**PROBLEM TO SOLVE**
Emit a verbatim copy of the lines below from the line with "Query: pale green leaf" through the line with "Query: long peeled log", excluding pictures and everything outside that range.

= = = =

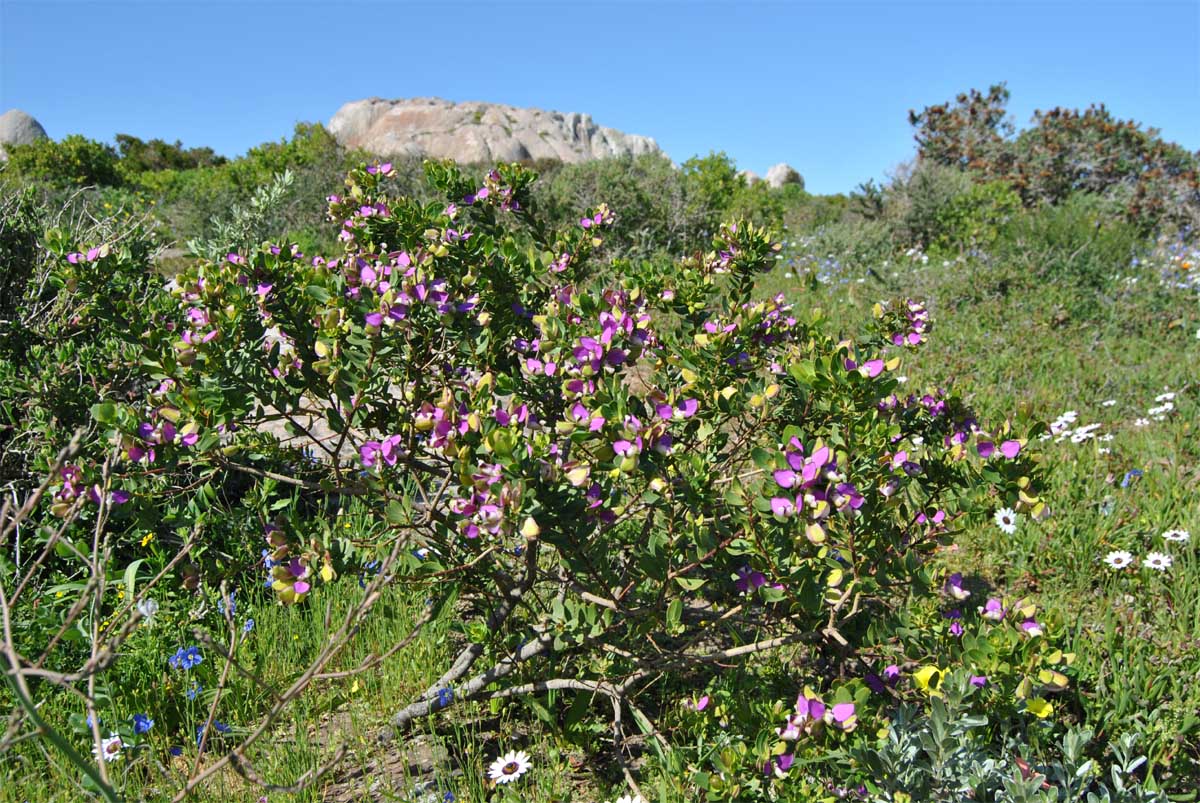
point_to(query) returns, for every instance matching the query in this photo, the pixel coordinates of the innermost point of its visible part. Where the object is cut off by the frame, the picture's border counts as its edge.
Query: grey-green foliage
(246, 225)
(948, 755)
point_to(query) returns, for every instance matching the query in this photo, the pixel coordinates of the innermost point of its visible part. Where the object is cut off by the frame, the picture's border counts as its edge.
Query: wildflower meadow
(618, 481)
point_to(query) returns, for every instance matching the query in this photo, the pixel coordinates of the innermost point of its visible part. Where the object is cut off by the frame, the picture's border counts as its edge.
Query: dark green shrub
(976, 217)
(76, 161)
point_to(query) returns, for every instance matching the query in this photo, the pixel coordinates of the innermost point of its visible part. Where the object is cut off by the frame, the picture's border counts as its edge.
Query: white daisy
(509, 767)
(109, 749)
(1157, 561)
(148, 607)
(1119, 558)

= = = =

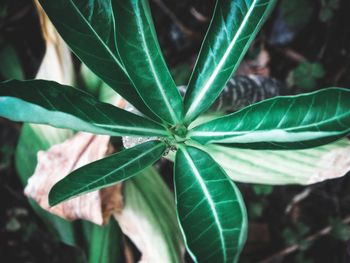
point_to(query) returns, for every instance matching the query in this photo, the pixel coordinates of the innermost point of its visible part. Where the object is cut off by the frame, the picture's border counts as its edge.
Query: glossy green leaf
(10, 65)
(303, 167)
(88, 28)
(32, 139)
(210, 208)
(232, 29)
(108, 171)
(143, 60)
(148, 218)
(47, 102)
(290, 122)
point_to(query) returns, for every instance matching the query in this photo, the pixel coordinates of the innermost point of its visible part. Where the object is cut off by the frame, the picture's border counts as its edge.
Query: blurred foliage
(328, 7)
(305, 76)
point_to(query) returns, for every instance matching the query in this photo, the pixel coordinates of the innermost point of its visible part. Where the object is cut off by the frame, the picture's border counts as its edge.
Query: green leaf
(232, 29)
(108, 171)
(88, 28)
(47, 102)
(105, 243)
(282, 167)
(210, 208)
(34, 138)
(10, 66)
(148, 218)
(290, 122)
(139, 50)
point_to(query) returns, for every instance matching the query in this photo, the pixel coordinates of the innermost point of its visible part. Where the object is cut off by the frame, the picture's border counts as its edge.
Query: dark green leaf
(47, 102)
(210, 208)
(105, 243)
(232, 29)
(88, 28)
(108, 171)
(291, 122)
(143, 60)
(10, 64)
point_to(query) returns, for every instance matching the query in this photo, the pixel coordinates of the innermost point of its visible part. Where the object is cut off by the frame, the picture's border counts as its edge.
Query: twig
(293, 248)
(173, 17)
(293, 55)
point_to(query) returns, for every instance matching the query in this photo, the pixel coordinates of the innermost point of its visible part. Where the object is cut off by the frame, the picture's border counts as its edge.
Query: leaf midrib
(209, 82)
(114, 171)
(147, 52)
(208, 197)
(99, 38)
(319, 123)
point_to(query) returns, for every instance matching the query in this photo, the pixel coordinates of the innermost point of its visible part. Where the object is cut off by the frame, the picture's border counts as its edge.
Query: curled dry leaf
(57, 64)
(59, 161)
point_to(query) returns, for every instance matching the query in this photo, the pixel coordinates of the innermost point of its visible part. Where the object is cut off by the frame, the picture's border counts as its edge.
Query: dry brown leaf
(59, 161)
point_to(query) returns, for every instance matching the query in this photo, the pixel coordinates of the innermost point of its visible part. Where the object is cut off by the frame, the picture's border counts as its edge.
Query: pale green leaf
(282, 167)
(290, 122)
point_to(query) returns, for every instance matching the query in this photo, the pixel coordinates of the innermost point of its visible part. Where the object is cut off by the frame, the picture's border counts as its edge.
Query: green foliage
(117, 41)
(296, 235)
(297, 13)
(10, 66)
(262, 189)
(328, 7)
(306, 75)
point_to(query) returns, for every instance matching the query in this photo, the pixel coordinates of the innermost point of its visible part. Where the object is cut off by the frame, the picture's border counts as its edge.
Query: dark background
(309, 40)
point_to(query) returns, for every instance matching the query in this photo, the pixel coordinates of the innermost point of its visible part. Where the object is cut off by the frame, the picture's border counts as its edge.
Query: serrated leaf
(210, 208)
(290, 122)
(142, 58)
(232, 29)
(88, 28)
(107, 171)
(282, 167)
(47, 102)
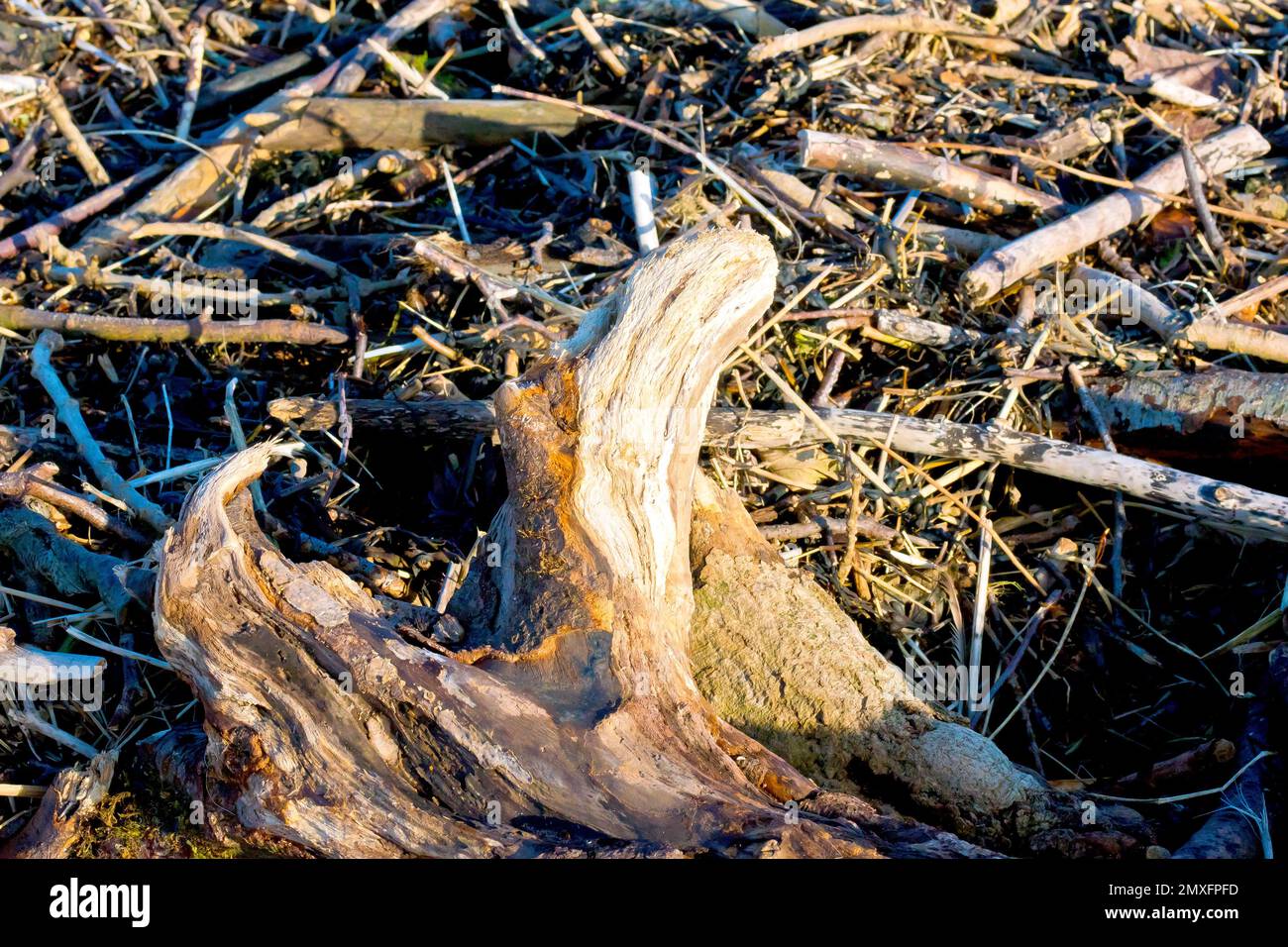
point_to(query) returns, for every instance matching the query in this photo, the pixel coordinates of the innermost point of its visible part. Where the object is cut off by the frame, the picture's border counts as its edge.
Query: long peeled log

= = = =

**SOLUTION FOR THIS TASK**
Query: pale green leaf
(282, 167)
(290, 122)
point_to(query) returns, for every instance matching the query in this photo, the pixel coordinates of the innermost point of its visible part. Where the object is cut off by the frame, the picture's border counts as its edge.
Query: green foliage
(117, 41)
(296, 235)
(297, 13)
(10, 66)
(262, 189)
(328, 7)
(306, 75)
point_to(query) returns, for every instance matching the query in this photo, the pixel coordinates of the innermost point of its visible part. Where the object is cut off by the frame, the picture's border counts as its edge.
Query: dark background
(309, 40)
point_to(query) returns, for every instance matching the query in this photo, the pixel coordinates of the innermost point of its visible part. Where the object is cut off by the frame, the picture's border counts as its edge.
Query: serrated leaf
(210, 208)
(290, 122)
(142, 58)
(232, 29)
(88, 28)
(107, 171)
(282, 167)
(47, 102)
point_to(query) returns, for every instance matching the query in this photo, the pixel coordinates of the innermost point of its visible part. Where the object is cut off by the frame, the picture's border counts as its edge.
Query: long peeled log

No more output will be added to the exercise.